Dynamics of Crime in Toronto: Socioeconomic and Environmental Drivers

📖 Project Overview

This repository hosts a Jupyter Notebook (DATA_604_L01_05_Final_Report.ipynb) that investigates the dynamics of crime across Toronto neighbourhoods. By integrating multiple datasets—police budgets, crime rates, household income, education levels, shelter occupancy, and bike rack locations—we explore how socioeconomic and environmental factors contribute to crime trends.

👥 Authors

Aaron Gelfand
David Griffin
Jackson Meier
Steen Rasmussen
Venkateshharan Balu Soundararajan

🔍 Guiding Questions

Police Budget & Crime Trends: How does the annual operating budget for police services relate to neighbourhood crime rates?
Household Income & Crime Rates: What is the association between mean household income and crime statistics?
Education Level & Crime: How do neighbourhood education attainment levels correlate with crime incidents?
Shelter Occupancy & Crime: Does shelter occupancy influence crime patterns at the neighbourhood level?
Bike Racks & Bike Thefts: How does the presence of bike parking infrastructure affect bike theft occurrences?

🗄️ Data Sources

Place the following CSV files in a data/ folder at the project root:

Police Budget: Gross Operating Budget.csv (converted to converted_budget.csv)
Crime Rates: neighbourhood-crime-rates.csv (converted to converted_crime.csv)
Income & Education: neighbourhood-profiles-2021-158-model.csv
Shelter Occupancy: Data_Shelter_Occupancy_Merged.csv
Geospatial Mapping: Address Points_Neighbourhoods.csv
Note: This file is very large (~1.8 GB). We recommend downloading only the neighbourhood subset or hosting it externally and loading via URL, rather than including it directly in the repo.

EXERCISE REQUIREMENTS: Reproduce the Toronto crime project description above in full, word for word.

Records from a dataset
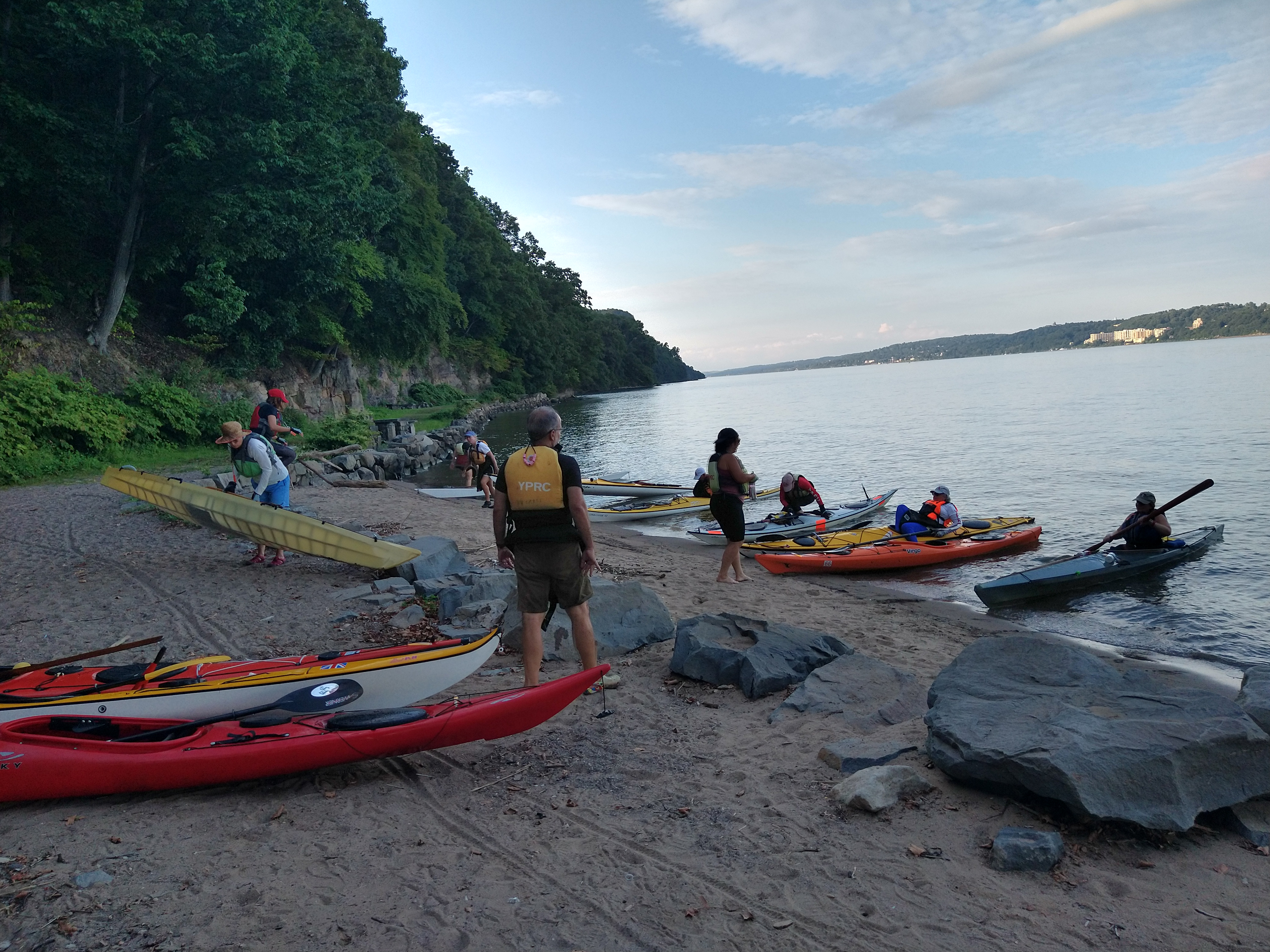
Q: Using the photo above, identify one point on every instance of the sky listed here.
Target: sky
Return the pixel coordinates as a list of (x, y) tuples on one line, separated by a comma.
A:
[(764, 181)]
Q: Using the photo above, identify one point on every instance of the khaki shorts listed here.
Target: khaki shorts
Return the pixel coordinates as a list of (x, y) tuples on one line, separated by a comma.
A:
[(547, 569)]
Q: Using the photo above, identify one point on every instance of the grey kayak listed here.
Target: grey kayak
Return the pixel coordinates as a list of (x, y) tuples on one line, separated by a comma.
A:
[(1089, 572), (839, 517)]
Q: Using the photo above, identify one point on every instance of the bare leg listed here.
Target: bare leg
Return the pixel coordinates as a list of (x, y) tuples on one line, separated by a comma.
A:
[(731, 557), (584, 635), (531, 645)]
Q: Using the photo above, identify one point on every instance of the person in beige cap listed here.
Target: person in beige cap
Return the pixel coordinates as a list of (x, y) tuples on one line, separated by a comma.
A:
[(258, 465)]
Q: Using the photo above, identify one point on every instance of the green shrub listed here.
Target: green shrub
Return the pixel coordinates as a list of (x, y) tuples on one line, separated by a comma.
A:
[(39, 408), (436, 394), (175, 414), (336, 432)]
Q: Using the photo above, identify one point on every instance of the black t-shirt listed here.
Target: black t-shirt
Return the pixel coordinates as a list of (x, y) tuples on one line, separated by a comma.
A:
[(570, 472)]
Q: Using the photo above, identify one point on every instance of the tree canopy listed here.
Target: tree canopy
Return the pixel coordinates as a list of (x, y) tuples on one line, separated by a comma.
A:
[(246, 177)]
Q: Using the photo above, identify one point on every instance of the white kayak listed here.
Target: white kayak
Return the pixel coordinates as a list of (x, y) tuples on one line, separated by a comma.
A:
[(631, 512), (453, 493), (633, 489), (777, 527)]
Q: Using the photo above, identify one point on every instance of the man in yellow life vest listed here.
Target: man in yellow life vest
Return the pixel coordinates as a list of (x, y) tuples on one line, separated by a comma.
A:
[(539, 493)]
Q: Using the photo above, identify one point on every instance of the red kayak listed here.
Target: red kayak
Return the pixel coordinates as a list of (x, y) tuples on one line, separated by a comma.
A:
[(51, 757), (896, 554)]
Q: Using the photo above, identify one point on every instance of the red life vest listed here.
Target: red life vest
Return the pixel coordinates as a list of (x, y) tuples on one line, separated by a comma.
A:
[(935, 508)]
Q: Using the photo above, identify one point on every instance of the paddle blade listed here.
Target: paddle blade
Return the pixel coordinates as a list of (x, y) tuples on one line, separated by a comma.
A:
[(328, 696)]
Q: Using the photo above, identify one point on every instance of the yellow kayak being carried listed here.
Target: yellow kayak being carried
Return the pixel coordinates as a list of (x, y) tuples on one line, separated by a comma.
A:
[(642, 510), (845, 539), (258, 522)]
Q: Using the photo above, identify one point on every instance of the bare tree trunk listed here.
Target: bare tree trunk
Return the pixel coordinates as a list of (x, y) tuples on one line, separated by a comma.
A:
[(125, 255), (6, 242)]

REPLY TO THE EXERCISE:
Dynamics of Crime in Toronto: Socioeconomic and Environmental Drivers

📖 Project Overview

This repository hosts a Jupyter Notebook (DATA_604_L01_05_Final_Report.ipynb) that investigates the dynamics of crime across Toronto neighbourhoods. By integrating multiple datasets—police budgets, crime rates, household income, education levels, shelter occupancy, and bike rack locations—we explore how socioeconomic and environmental factors contribute to crime trends.

👥 Authors

Aaron Gelfand
David Griffin
Jackson Meier
Steen Rasmussen
Venkateshharan Balu Soundararajan

🔍 Guiding Questions

Police Budget & Crime Trends: How does the annual operating budget for police services relate to neighbourhood crime rates?
Household Income & Crime Rates: What is the association between mean household income and crime statistics?
Education Level & Crime: How do neighbourhood education attainment levels correlate with crime incidents?
Shelter Occupancy & Crime: Does shelter occupancy influence crime patterns at the neighbourhood level?
Bike Racks & Bike Thefts: How does the presence of bike parking infrastructure affect bike theft occurrences?

🗄️ Data Sources

Place the following CSV files in a data/ folder at the project root:

Police Budget: Gross Operating Budget.csv (converted to converted_budget.csv)
Crime Rates: neighbourhood-crime-rates.csv (converted to converted_crime.csv)
Income & Education: neighbourhood-profiles-2021-158-model.csv
Shelter Occupancy: Data_Shelter_Occupancy_Merged.csv
Geospatial Mapping: Address Points_Neighbourhoods.csv
Note: This file is very large (~1.8 GB). We recommend downloading only the neighbourhood subset or hosting it externally and loading via URL, rather than including it directly in the repo.